Pope Francis’ destiny – this is the fifth revealing detail of his recent trip – seems to be that of harvesting the fruits of his predecessors. On the flight back from the Philippines, he will fly over the air space of the People’s Republic of China, as he had done when he went to Korea. The first time he did this, it was considered exceptional. Now, this seems to be a more normal event, though it has its importance. Since he took over power, the Chinese president, Xi Jinping, has changed the pace of government. Xi Jinping knows the ‘machine’ of government, he has proven to be courageous and capable of big initiatives. The approach toward the Catholic Church – which came out in his response to Pope Francis’ congratulatory telegram at his election – is yet to be understood. But there is the possibility that an official Vatican diplomatic channel with China will soon be opened. This will probably not involve a nunciature, but a permanent chargé d’affaires that China may find acceptable. According to sources, talks have accelerated over the last two months.

It would be the second diplomatic success of Pope Francis, after that of Cuba (which, however, came after a 50-year-long Church commitment to the island), and it would fit in with his ideal of a missionary Church. “All of us are asked to obey His call to go forth from our own comfort zone in order to reach all the ‘peripheries’ in need of the light of the Gospel,” Evangelii gaudium reads.

——

**INSTRUCTIONS**
1. According to the passage on Pope Francis's trip, whose air space will he fly over on the flight back from the Philippines?
2. Reproduce the passage on Pope Francis's trip word for word, starting at "It would be" and ending at "Evangelii gaudium reads.".

——

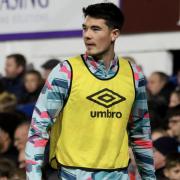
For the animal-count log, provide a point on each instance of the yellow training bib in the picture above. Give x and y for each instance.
(92, 130)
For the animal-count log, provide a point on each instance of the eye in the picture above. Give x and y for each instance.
(96, 29)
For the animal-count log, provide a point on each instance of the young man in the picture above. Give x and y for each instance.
(91, 97)
(14, 70)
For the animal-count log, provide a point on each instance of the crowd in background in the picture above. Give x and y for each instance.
(21, 86)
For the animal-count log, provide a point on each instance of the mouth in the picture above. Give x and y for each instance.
(90, 45)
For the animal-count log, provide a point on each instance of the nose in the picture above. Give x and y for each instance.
(87, 34)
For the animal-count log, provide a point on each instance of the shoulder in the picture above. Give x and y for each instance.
(139, 77)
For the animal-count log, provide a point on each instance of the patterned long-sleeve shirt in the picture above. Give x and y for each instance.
(50, 104)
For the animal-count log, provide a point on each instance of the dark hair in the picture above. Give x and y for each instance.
(107, 11)
(37, 73)
(19, 59)
(163, 76)
(172, 160)
(177, 92)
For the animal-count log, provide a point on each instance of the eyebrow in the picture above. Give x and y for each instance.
(94, 26)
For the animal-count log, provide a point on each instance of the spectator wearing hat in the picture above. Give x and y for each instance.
(15, 68)
(162, 147)
(174, 121)
(48, 66)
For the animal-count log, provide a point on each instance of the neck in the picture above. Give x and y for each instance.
(107, 57)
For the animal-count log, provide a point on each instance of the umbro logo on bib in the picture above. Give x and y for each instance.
(106, 98)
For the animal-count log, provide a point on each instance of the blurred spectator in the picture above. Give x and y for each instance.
(160, 87)
(174, 121)
(33, 84)
(48, 66)
(174, 98)
(7, 168)
(1, 86)
(172, 167)
(8, 124)
(8, 102)
(19, 174)
(14, 68)
(158, 133)
(162, 147)
(21, 135)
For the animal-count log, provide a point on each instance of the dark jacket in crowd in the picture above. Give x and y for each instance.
(15, 86)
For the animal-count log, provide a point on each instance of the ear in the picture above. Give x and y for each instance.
(166, 172)
(20, 69)
(115, 33)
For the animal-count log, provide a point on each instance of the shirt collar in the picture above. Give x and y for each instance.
(96, 64)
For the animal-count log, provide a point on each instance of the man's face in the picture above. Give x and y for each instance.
(174, 125)
(46, 73)
(173, 173)
(12, 70)
(154, 84)
(98, 37)
(31, 82)
(174, 100)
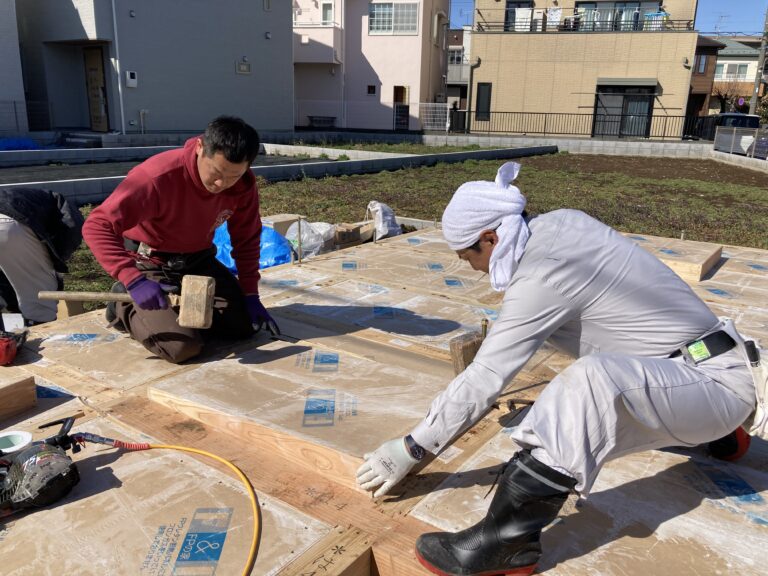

——

**RESPONSES TO THE TASKS**
1. The People's Republic of China.

2.
It would be the second diplomatic success of Pope Francis, after that of Cuba (which, however, came after a 50-year-long Church commitment to the island), and it would fit in with his ideal of a missionary Church. “All of us are asked to obey His call to go forth from our own comfort zone in order to reach all the ‘peripheries’ in need of the light of the Gospel,” Evangelii gaudium reads.